Content starts

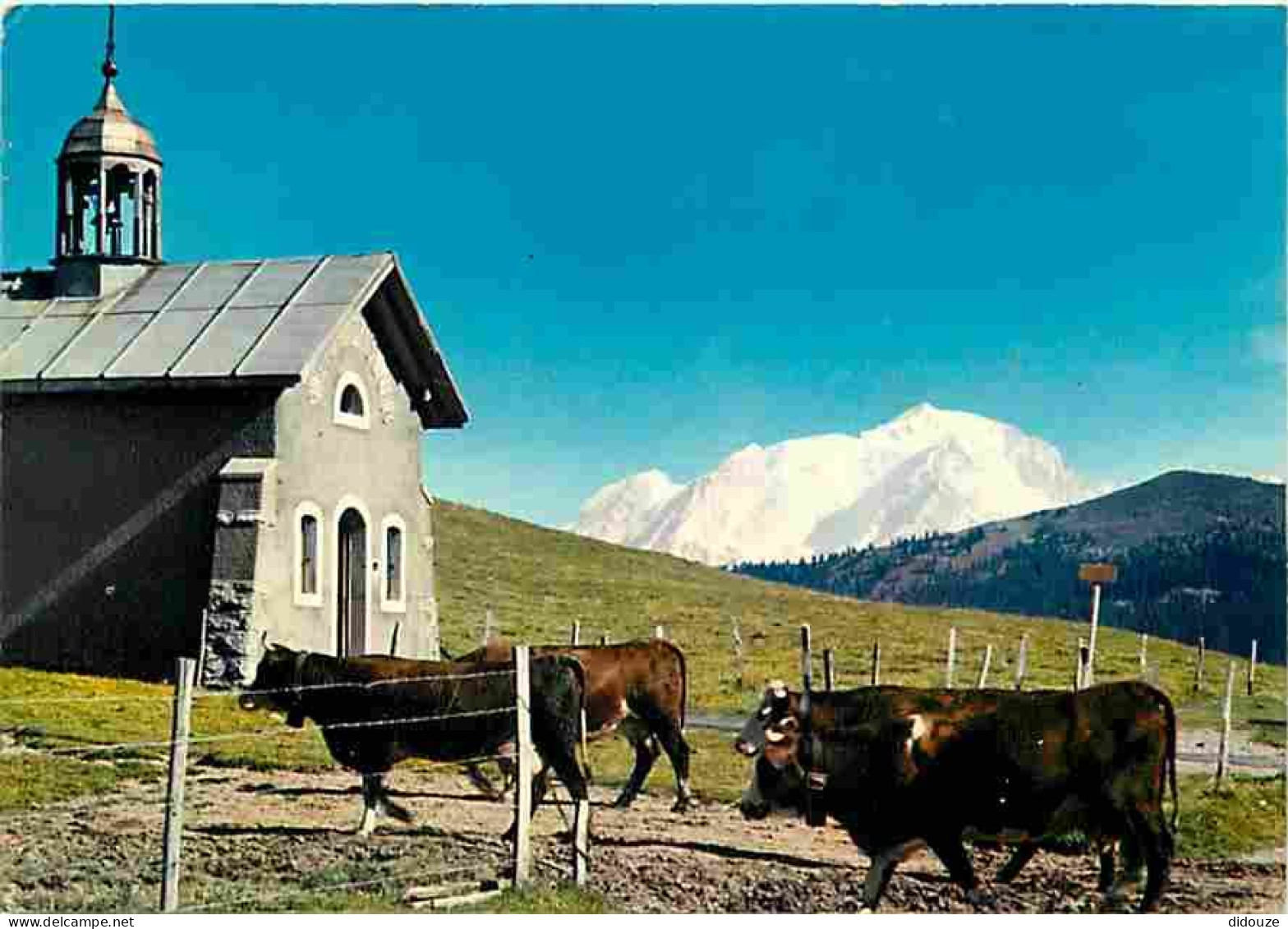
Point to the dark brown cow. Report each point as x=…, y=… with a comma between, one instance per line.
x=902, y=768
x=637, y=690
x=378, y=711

Content ends
Content starts

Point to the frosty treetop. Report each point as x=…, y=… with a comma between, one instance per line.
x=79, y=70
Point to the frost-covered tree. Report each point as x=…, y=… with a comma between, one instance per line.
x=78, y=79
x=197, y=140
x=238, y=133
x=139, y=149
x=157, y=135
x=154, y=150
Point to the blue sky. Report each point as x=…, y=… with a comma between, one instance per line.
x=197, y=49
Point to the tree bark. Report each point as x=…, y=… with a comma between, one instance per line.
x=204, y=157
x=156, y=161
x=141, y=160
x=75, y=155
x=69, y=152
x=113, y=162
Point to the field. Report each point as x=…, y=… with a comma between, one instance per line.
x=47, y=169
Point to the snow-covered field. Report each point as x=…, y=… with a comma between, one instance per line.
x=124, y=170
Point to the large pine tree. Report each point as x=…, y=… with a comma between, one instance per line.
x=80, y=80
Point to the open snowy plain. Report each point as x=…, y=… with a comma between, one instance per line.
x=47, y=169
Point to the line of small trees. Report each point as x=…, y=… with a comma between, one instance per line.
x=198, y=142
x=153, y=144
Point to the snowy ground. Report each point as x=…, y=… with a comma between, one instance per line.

Content ends

Would you please copy exactly the part of the entries above that begins at the line containing "Point to the open" and ends at the line containing "Point to the snowy", both lines included?

Point to the open snowy plain. Report each point as x=…, y=… with a comma between, one instance per line.
x=47, y=169
Point to the line of small trees. Report each point as x=…, y=… with a comma between, one instance per line.
x=198, y=142
x=153, y=144
Point to the snowy ground. Report each point as x=…, y=… with a comma between, one instance per line.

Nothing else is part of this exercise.